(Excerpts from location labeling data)
▬▬▬▬▬▬

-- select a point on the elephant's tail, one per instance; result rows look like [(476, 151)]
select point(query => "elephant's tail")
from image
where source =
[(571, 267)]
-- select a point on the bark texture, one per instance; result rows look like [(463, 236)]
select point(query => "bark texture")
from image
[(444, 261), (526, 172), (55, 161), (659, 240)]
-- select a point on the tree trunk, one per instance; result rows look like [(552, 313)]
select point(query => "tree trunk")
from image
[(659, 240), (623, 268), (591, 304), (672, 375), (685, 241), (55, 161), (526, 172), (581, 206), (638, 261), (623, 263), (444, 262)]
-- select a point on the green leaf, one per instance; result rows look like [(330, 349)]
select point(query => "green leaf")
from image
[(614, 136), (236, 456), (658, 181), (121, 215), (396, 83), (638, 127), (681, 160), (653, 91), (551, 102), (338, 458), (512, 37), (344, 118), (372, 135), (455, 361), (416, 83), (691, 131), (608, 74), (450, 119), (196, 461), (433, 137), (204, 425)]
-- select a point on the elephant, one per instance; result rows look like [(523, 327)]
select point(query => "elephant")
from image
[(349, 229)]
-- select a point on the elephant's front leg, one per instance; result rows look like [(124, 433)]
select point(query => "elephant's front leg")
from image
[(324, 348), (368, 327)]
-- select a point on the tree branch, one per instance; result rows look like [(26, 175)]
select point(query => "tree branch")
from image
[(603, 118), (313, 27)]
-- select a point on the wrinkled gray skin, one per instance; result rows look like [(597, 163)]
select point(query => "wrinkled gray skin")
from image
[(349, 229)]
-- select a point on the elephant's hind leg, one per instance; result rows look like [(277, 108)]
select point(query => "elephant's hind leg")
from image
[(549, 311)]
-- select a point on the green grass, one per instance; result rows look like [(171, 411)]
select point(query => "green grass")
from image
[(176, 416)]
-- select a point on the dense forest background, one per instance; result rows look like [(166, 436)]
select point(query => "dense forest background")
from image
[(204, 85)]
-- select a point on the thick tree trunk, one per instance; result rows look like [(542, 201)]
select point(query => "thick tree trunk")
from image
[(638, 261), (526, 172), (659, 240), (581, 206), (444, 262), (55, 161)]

▬▬▬▬▬▬

— REQUEST —
Render every line of all the items above as a Markdown table with the columns Row and Line, numbering each row and leaving out blank lines.

— SOLUTION TO THIS TASK —
| Row | Line |
|---|---|
| 1 | -- select a point on the elephant's tail, one per instance; result rows look like [(476, 151)] |
| 2 | select point(query => "elephant's tail") |
| 3 | from image |
| 4 | where source = |
| 5 | [(571, 267)] |
| 6 | -- select a point on the bark texture, one per instance; result rows look like [(463, 236)] |
| 7 | select point(query => "bark texture") |
| 8 | from image |
| 9 | [(444, 261), (526, 172), (55, 161), (659, 240)] |
| 10 | -- select a point on the tree trunk, one per instance; result rows look like [(552, 313)] |
| 11 | select point(query => "tree trunk") |
| 12 | from image |
| 13 | [(659, 240), (623, 268), (591, 304), (672, 375), (685, 241), (55, 161), (526, 172), (581, 206), (638, 261), (623, 263), (444, 262)] |
| 14 | -- select a point on the green leaf, one per instance; result rows look like [(330, 349)] |
| 15 | select point(query => "green leaf") |
| 16 | from image |
| 17 | [(614, 136), (236, 456), (658, 181), (121, 215), (396, 83), (638, 127), (681, 160), (653, 91), (551, 102), (338, 458), (512, 37), (344, 118), (372, 135), (455, 361), (416, 83), (691, 131), (608, 74), (450, 119), (196, 461), (433, 137), (204, 425)] |
| 18 | -- select a point on the elephant, one per instance; result rows look like [(523, 327)] |
| 19 | select point(query => "elephant") |
| 20 | from image |
| 21 | [(349, 229)] |
| 22 | -- select a point on the elephant's front leg, one per instance; result rows look like [(124, 433)] |
| 23 | select point(query => "elephant's front leg") |
| 24 | from image |
| 25 | [(324, 348), (368, 327)] |
| 26 | -- select a point on the tree branch, one per instance; result rows look like [(26, 175)] |
| 27 | select point(query => "tree branch") |
| 28 | from image |
| 29 | [(603, 118), (313, 27)] |
| 30 | -- select a point on the wrinkled gray skin, one per instance; result rows look like [(597, 163)] |
| 31 | select point(query => "wrinkled gray skin") |
| 32 | from image |
| 33 | [(349, 229)] |
| 34 | -- select a point on the elephant's hind leg, one per instance; result rows look like [(277, 108)] |
| 35 | select point(query => "elephant's hind leg") |
| 36 | from image |
| 37 | [(549, 311)] |
| 38 | -- select a point on the green grass, one per instance; result rows look like [(171, 411)] |
| 39 | select point(query => "green grass") |
| 40 | from image |
| 41 | [(176, 416)] |
| 42 | -- select a point on the dense forest background, one per instance; result rows look like [(166, 436)] |
| 43 | select point(query => "dense forest background") |
| 44 | from image |
| 45 | [(204, 85)] |
| 46 | -- select a point on the thick tree trunk, one per instance; result rows look like [(542, 201)] |
| 47 | select point(query => "thick tree trunk") |
| 48 | from image |
| 49 | [(638, 261), (526, 172), (659, 240), (581, 206), (444, 262), (55, 161)] |